We used to say, we had a hundred research projects a year. Now, we got more than that. We're probably 120 to 150. We have about 25 PhD scientists that are conducting these studies. I have a staff here, I have myself and I have three research associates with either BS or master's degrees that we say they're kind of the eyes and the ears for the faculty who aren't located here because we don't have any faculty located here. And then we have four on our farm crew and we've got a couple of administrative assistants. And then I think you've dealt with Ben at the museum. We have a ag museum here, but I think it's interesting. I'd like to know exactly how the evolution came of starting this system, because as I mentioned, we're dealing with the government and trying to get this land transferred. And I can't imagine in 1962, that there were as many hurdles to jump through as what we're doing now, but I could be wrong. I don't find any of that in the record. So I don't really know how it all came about.

Blake Brown:

Milan itself is a town of about, oh we're probably around 8,000 people now. As I mentioned, the Army Ammunition Plant was the biggest employer. It was put in back in the early '40s as a support for the missions of World War II. I understand at its heyday, the Arsenal as we call it employed up over 10 or 12,000 people. It varied through the years. When I came here in 1997, I think employment was around 700 and it stayed that way up until just four or five years ago. So we're kind of a suburb of Jackson, a little bit. We're 25 miles away, but it's a great place to live. I started working up here when I was 16 years old and I've been here most of my life it seems like, but really great people here. It's been a good place to raise a family, and I feel like we've done good work here through the years and I've been honored to be a part of it.

Mike Lessiter:

Would you be the fourth or fifth director then, in the-

Blake Brown:

Third.

Mike Lessiter:

Third, okay.

Blake Brown:

Tom McCutchen was first and I saw your website yesterday, and he was named the first director back in 1962. He had been an extension agent, from up in Obion County, just north of here a little bit. And Tom came and he actually hired me to work up here when I was 16 years old, and we'll talk about that more later, but he was a really ... Golly, he was ahead of his time, and he was the person who first seemed to recognize, at least in our part of the world, that we were washing away. We had the highest rates of soil erosion of anywhere in the United States. On our sloping land, they're saying that we were losing 30 to 40 tons of top soil per acre per year. And he just recognized that we couldn't keep doing that, that was not sustainable. And so, we call him the Father of Tennessee No-Till.

*EXERCISE INSTRUCTIONS:* Write the next part of the interview about the Milan research station and Tennessee no-till, picking up after its final sentence. The records are not required for this work.

*PROVIDED RECORDS:*
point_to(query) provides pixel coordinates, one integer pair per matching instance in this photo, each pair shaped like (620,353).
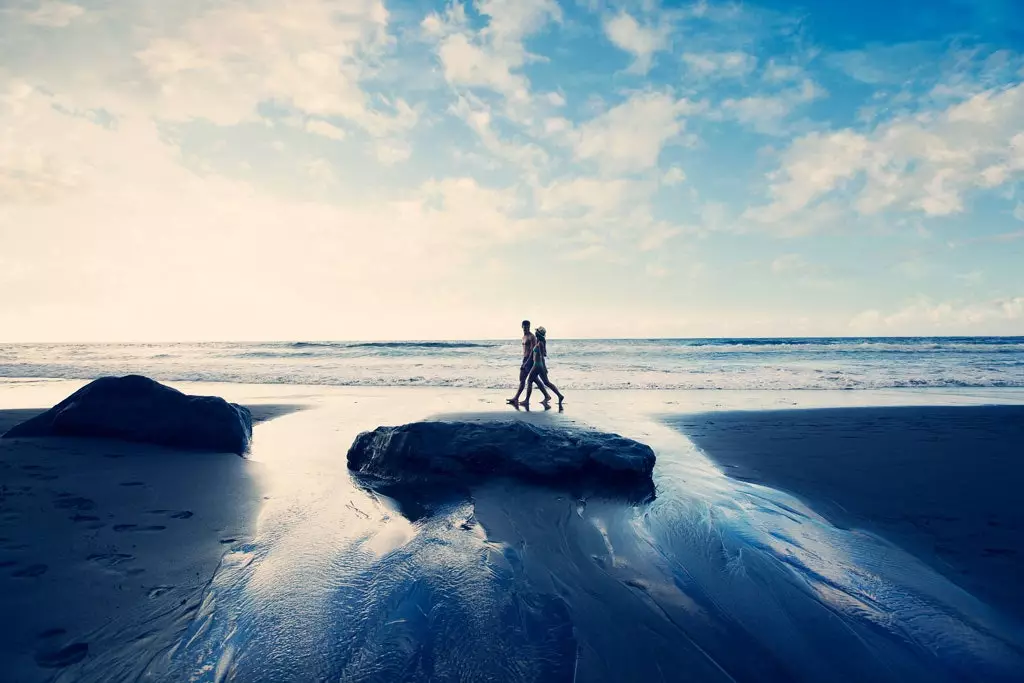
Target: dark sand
(107,545)
(944,483)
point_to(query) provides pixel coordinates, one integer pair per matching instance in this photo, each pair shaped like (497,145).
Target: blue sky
(243,169)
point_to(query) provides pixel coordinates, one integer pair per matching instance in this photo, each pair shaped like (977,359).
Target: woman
(540,371)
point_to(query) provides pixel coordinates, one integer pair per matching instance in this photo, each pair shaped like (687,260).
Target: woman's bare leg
(534,379)
(555,389)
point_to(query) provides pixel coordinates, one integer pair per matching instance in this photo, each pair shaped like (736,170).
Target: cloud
(926,163)
(885,65)
(320,170)
(788,263)
(720,65)
(53,14)
(312,56)
(598,197)
(765,114)
(641,41)
(924,316)
(629,137)
(674,176)
(479,118)
(489,57)
(139,246)
(325,129)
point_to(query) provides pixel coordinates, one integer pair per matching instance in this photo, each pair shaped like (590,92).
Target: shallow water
(637,364)
(714,580)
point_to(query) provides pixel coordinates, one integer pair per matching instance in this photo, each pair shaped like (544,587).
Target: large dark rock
(137,409)
(428,453)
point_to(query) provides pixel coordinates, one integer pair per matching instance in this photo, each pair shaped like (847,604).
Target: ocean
(634,364)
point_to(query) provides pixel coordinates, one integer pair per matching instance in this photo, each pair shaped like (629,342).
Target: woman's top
(539,353)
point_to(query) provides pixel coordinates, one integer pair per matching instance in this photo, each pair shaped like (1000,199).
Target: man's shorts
(523,371)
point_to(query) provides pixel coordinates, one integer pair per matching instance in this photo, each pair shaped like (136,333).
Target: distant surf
(786,364)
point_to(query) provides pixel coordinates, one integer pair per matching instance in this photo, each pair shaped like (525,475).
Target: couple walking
(535,369)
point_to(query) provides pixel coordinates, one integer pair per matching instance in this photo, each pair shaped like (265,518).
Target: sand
(321,579)
(104,543)
(942,482)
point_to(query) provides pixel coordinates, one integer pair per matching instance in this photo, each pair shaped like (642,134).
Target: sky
(367,169)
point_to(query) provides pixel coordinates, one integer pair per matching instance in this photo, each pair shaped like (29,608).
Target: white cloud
(555,99)
(325,129)
(600,197)
(657,236)
(108,252)
(674,176)
(392,152)
(788,263)
(926,163)
(321,171)
(492,56)
(779,73)
(924,316)
(629,137)
(312,56)
(641,41)
(53,14)
(766,113)
(720,65)
(478,117)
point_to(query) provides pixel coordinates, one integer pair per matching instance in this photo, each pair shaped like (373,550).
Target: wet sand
(327,580)
(104,544)
(942,482)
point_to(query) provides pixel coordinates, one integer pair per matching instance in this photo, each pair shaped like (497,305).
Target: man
(528,341)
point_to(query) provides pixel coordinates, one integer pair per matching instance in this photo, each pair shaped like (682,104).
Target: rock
(137,409)
(428,453)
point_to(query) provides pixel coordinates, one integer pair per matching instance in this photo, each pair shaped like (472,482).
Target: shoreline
(327,577)
(938,481)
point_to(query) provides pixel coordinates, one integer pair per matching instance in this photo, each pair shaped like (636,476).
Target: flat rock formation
(427,453)
(137,409)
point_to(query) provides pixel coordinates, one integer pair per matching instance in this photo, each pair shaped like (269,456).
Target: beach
(289,569)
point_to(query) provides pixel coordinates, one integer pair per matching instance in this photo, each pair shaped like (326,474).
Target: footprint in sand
(31,571)
(74,503)
(51,633)
(173,514)
(111,559)
(84,518)
(158,591)
(66,656)
(136,527)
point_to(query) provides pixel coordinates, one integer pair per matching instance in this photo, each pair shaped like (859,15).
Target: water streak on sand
(723,580)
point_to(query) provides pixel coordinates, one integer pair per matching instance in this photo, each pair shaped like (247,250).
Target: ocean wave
(672,365)
(420,345)
(651,380)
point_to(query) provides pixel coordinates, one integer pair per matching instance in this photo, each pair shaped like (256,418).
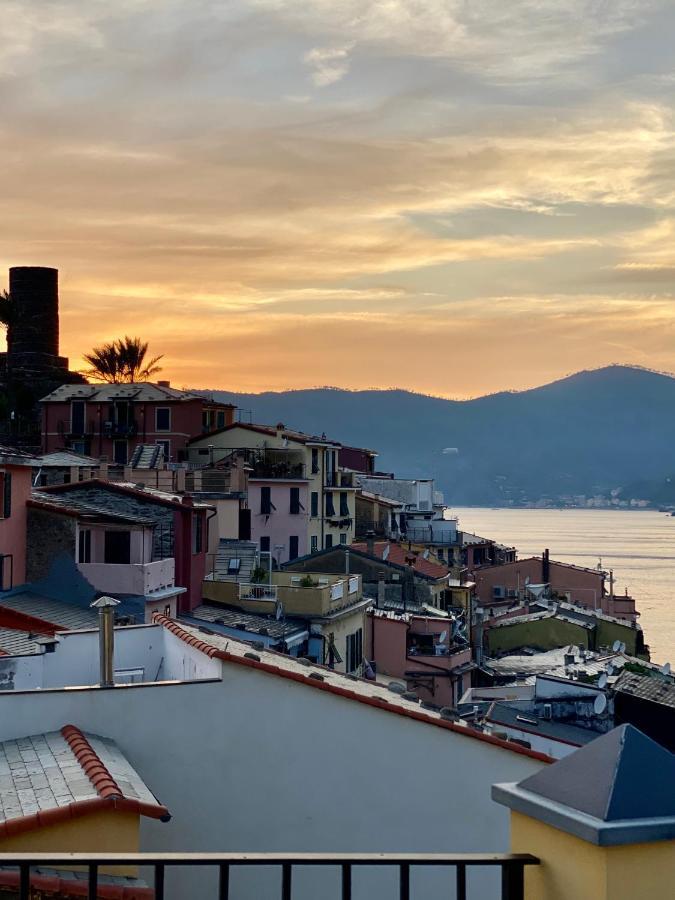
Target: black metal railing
(511,866)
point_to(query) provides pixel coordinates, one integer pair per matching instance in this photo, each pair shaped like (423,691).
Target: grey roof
(42,772)
(140,391)
(265,626)
(67,616)
(67,503)
(621,775)
(654,688)
(65,458)
(513,717)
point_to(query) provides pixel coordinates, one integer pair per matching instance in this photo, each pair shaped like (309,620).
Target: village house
(125,540)
(511,581)
(300,501)
(111,421)
(15,490)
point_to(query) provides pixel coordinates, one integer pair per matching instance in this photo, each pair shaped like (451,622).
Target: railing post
(513,881)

*REPLY TO THE TASK:*
Blake Brown:

I talked to some of my colleagues in Kentucky and I said, "Hey, y'all say you're first. We say, you're first." Really doesn't matter. We all worked together and made this thing happen. But in our part of the world, he was the guy that led the team that started trying to figure this thing out. And as you know, till's been used for thousands of years, for two things. Number one, get that soil prepped, so we could get a seed in the ground, and number two, for weed control. And in the late '60s, '70s, '80s, we didn't have equipment like we have now. We certainly didn't have the herbicides that we have now, and there were some challenges.

Blake Brown:

I remember the first, the first experience I had when I came here, we had an [inaudible 00:13:02] planter that we were trying to plant soybeans in the wheat stubble. The summer of 1980 was the hottest one I ever remember, the driest one. It was the worst drought I've ever recalled. We had, I forget 17, 18 days in a row, over a 100 degrees. It was miserable. And it got so hot and dry, I can remember hanging weights of every ... We pulled every tractor weight we could find, hang all over this planter to try to get it to go on the ground, where we could get the seed in, and it was just a real challenge. I remember they couldn't see their markers. You're going out through the wheat stubble and all of a sudden, you're off and you're planting across the field and you're just making a mess, because it was just that things were different back then.

Blake Brown:

But there was a team of people, including engineers and agronomists and Bob Hayes was my mentor and was my major professor in graduate school. He was hired as a weed scientist to do weed control work in No-Till. Don Tyler was our Soil Management Professor, hired the same time that Hayes was to work on soil management and those cultural kind of things associated with No-Till, but there were many other people involved. And so they all worked together just to systematically start working through and trying to find answers to these challenges. All the work that was done. What kind of culture do you put on the front of a planter? I remember bubble cultures, ripple cultures, and how big and all this stuff. It was a huge undertaking.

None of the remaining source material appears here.